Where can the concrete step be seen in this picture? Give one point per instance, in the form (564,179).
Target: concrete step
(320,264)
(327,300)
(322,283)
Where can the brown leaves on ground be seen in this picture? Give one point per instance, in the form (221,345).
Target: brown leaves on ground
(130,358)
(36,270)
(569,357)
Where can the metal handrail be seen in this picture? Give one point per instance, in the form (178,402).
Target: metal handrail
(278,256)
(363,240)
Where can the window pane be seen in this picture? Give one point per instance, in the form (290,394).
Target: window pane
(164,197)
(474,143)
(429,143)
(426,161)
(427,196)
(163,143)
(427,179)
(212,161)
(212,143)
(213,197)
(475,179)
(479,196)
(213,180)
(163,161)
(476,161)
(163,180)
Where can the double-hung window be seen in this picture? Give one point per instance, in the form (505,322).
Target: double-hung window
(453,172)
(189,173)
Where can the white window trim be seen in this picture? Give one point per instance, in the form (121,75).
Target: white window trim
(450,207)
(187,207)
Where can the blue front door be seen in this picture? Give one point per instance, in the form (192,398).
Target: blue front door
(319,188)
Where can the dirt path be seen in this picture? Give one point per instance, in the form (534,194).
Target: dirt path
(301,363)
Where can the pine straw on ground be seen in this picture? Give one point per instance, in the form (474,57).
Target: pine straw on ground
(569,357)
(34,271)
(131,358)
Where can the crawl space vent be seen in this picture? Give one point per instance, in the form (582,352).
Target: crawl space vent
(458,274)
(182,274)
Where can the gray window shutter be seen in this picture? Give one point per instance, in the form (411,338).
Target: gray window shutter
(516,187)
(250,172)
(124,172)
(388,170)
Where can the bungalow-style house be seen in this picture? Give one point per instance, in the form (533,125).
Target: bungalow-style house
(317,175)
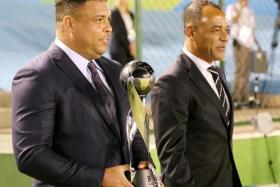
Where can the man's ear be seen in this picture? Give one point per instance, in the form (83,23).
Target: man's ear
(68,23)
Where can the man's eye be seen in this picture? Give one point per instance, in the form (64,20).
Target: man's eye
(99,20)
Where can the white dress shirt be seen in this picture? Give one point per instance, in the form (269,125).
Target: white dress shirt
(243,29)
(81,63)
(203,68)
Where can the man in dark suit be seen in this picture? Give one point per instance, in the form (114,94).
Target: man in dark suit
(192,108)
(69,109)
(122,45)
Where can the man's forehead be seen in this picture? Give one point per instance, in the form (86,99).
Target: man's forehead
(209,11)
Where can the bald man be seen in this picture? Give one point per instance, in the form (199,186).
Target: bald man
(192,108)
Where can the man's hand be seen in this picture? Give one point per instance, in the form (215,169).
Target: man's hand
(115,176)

= = =

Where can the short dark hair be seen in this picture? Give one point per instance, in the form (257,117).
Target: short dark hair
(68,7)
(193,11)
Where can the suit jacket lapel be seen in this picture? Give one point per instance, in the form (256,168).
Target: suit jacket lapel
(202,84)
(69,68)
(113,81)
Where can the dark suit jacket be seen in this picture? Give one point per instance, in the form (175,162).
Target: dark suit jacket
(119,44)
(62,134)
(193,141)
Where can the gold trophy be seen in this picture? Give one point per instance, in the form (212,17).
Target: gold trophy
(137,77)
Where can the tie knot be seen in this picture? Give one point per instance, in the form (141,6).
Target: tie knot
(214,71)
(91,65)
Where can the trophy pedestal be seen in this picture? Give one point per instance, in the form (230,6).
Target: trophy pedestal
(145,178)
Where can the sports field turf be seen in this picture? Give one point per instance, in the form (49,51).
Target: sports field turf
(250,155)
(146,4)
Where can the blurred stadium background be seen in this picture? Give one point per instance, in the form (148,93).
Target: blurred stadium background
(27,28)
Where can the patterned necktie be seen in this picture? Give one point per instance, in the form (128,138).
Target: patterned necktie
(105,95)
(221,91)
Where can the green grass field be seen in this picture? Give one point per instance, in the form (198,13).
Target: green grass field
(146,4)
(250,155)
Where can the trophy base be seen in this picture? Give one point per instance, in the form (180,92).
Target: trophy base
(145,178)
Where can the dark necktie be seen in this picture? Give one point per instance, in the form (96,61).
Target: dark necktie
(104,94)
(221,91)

= = =

→ **Directions for this task**: Count the lines in the records above that contain the string "pane". Reply with the number alone.

→ **Complete output**: 2